Supplied entries START

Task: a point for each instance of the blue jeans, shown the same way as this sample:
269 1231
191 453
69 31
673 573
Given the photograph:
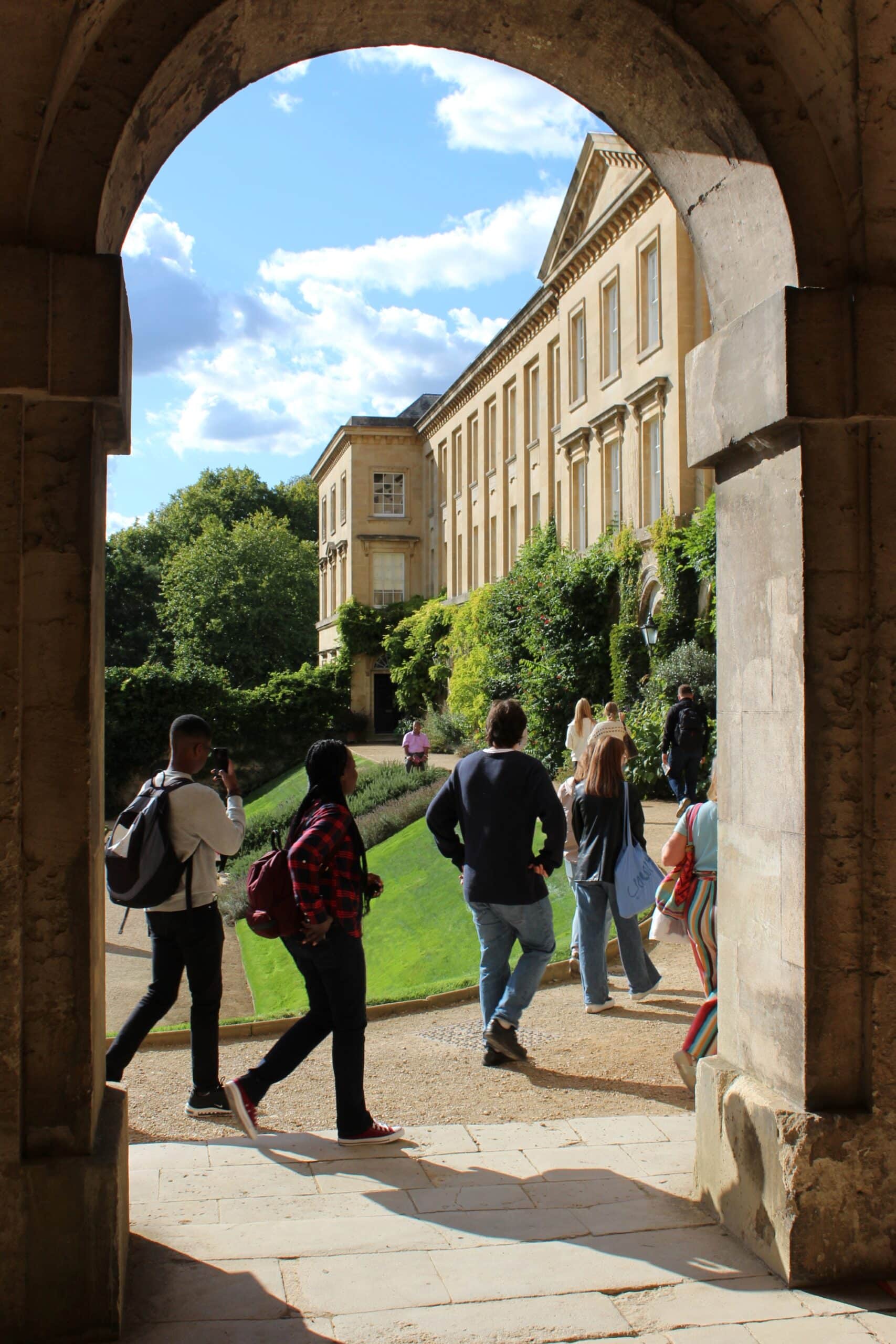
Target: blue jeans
596 901
501 994
684 768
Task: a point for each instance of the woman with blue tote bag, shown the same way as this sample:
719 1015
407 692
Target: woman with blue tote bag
608 822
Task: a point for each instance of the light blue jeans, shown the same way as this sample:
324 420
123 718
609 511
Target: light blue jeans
499 927
594 902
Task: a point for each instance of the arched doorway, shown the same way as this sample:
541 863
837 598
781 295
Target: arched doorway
766 172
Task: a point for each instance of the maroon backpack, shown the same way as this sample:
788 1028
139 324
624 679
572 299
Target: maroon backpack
272 904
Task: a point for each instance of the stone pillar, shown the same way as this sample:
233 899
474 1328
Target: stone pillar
797 1113
64 1133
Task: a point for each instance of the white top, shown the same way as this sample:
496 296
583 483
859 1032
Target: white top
201 826
577 742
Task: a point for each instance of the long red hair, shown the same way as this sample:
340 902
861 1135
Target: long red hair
604 774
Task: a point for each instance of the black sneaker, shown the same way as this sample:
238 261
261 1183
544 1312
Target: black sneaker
207 1104
504 1040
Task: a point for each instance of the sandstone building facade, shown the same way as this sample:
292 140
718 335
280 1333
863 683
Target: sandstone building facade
574 411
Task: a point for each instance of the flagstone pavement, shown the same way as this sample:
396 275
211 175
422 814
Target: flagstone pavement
461 1234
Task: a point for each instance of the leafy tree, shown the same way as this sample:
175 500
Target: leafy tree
242 598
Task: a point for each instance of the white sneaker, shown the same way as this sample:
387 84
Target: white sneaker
645 992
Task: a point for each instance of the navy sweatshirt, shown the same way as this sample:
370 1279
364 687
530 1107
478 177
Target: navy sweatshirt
496 800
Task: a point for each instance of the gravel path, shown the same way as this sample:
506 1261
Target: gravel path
425 1069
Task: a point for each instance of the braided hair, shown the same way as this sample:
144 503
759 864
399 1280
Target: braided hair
325 766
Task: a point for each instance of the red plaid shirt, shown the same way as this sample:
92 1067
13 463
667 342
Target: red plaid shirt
325 869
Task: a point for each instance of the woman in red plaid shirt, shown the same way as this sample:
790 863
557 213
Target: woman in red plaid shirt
333 889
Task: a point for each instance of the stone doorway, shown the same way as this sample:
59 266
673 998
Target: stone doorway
753 124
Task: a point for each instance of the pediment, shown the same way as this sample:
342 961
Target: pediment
602 162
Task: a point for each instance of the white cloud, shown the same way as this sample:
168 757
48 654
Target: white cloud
291 73
285 101
492 107
484 246
308 365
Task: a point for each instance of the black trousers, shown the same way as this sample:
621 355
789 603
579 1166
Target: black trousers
182 940
684 768
335 975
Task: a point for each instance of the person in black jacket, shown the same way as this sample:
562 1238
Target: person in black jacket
495 797
598 824
684 747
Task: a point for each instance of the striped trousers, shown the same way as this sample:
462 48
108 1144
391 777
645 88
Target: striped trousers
702 1038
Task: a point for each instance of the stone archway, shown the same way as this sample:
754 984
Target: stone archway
754 123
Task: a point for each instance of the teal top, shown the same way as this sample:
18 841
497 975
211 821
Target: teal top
705 836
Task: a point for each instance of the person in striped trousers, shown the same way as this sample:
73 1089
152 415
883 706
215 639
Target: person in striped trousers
702 927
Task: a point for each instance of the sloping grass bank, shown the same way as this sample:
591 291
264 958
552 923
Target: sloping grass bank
418 937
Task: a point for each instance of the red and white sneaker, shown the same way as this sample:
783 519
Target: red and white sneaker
242 1108
375 1135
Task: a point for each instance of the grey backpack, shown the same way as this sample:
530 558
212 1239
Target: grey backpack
141 866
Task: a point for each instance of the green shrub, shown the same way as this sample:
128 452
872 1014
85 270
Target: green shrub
629 663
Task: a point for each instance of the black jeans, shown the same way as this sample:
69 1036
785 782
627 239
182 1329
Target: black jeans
684 768
335 975
182 940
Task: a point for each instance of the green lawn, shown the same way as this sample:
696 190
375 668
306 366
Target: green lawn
418 937
291 785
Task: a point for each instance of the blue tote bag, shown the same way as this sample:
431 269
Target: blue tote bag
636 875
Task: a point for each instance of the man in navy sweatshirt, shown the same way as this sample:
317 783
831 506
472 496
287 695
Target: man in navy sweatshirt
495 797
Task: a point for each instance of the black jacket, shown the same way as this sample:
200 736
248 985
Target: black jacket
496 800
672 718
598 824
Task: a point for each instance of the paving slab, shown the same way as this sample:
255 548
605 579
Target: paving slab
618 1129
244 1290
727 1303
541 1320
364 1284
448 1198
820 1330
495 1168
291 1331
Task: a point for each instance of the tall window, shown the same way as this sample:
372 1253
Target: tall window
653 469
472 449
610 327
388 577
616 483
457 467
532 404
491 433
388 494
510 420
577 356
554 385
581 505
649 295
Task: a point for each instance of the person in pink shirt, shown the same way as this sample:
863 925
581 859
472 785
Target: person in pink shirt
417 748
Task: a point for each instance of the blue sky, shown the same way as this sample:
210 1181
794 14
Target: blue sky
332 241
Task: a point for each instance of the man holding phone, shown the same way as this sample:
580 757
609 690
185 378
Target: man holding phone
186 930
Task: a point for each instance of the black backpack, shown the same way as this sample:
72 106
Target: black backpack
141 866
690 728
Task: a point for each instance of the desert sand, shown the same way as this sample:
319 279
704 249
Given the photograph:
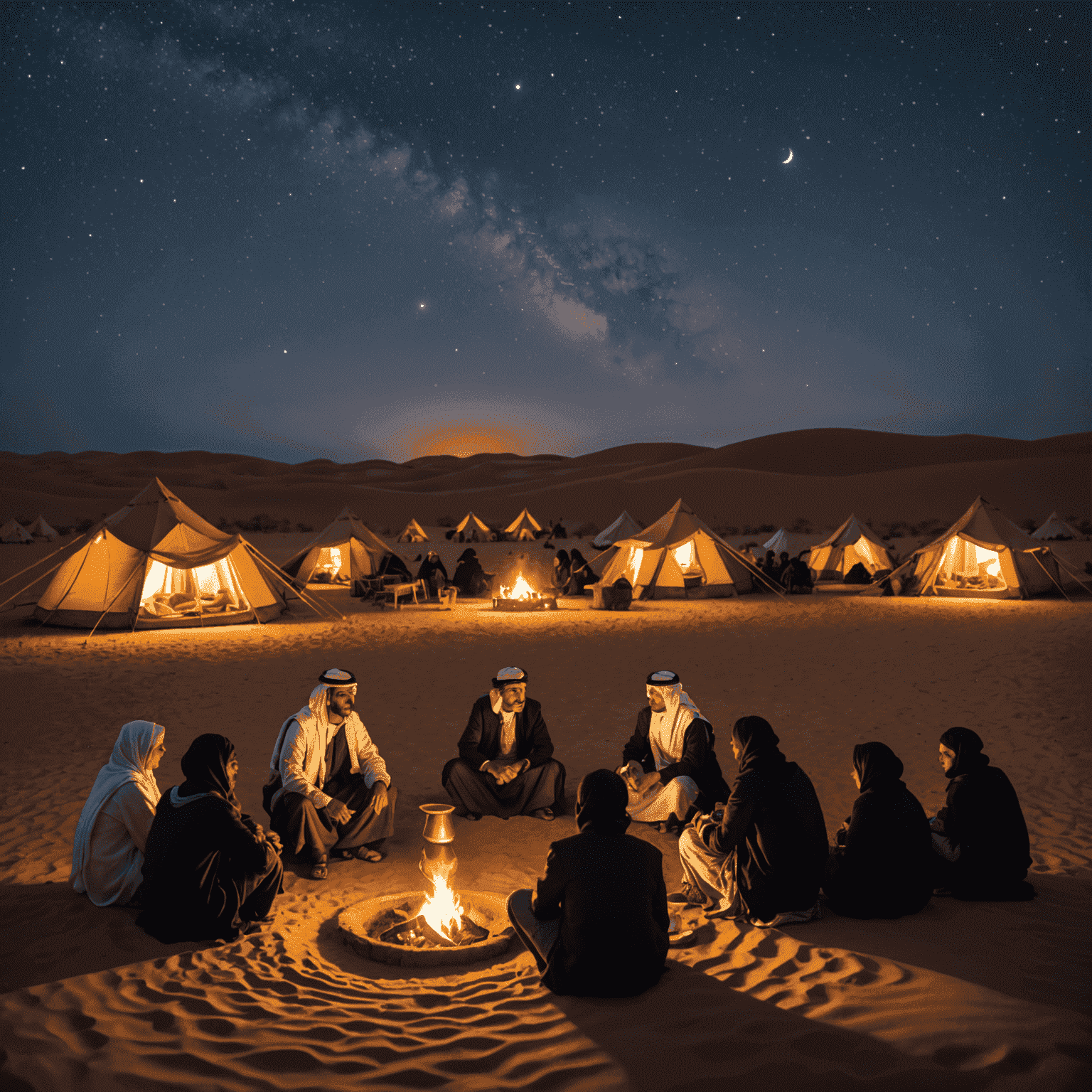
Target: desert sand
960 996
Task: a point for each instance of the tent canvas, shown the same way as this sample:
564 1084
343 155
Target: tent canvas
413 533
680 557
982 555
42 530
625 527
156 564
853 542
472 529
342 552
1056 528
523 528
14 532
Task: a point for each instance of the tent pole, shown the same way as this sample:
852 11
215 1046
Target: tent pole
1047 572
1071 572
307 599
46 558
110 604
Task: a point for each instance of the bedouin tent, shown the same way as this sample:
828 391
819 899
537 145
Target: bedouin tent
413 533
625 527
680 557
42 530
523 528
851 544
473 530
982 555
1056 528
157 564
341 552
14 532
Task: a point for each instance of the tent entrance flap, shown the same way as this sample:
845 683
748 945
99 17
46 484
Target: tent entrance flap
191 593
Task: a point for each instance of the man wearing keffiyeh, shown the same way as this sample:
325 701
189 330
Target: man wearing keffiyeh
329 790
505 766
668 764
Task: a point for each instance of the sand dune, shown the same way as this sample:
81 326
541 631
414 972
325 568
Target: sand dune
962 996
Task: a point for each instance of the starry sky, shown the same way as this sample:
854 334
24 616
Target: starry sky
352 230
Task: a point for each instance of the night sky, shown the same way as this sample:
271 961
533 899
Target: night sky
301 230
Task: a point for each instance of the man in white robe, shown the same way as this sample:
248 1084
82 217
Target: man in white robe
108 847
668 764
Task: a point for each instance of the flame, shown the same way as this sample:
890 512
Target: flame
521 590
442 910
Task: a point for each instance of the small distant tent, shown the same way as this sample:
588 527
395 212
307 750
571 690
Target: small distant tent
1055 529
473 530
625 527
851 544
413 533
523 528
157 564
680 557
982 555
42 530
341 552
14 532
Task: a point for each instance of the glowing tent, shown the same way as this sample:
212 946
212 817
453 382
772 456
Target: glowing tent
1056 528
625 527
413 533
523 528
156 564
982 555
14 532
853 542
473 530
341 552
42 530
680 557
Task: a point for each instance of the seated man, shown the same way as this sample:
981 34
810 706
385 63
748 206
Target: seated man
505 767
764 860
597 923
670 764
980 835
210 872
110 837
329 790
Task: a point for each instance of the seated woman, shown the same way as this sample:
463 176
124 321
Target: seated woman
980 835
882 864
110 837
764 860
210 870
597 923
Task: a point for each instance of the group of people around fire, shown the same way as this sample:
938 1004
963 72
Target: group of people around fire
597 923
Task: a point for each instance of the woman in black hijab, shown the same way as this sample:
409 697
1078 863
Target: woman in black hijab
597 923
882 864
210 872
980 835
764 860
469 576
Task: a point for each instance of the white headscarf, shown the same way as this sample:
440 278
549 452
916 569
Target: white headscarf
668 729
128 764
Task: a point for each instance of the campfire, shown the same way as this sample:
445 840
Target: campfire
522 596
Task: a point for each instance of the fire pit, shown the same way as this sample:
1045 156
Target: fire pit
522 596
414 928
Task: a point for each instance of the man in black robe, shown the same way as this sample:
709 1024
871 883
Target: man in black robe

Supplied entries END

> **What the task asks**:
Take the stretch of lines above from the one containing "Target: seated man" through the one containing "Task: a point for each instance of the group" and repeat it exactly, adding no other line.

> **Finished exercise**:
Target: seated man
505 767
764 860
597 923
670 764
980 835
210 872
110 837
329 790
Task: a point for each instance of the seated woman, shown the same way as this sample:
463 176
124 321
Target: seated woman
980 835
882 864
110 837
764 860
210 870
597 923
Task: a point for each instance of the group of people around fire, shown the same way as this sample:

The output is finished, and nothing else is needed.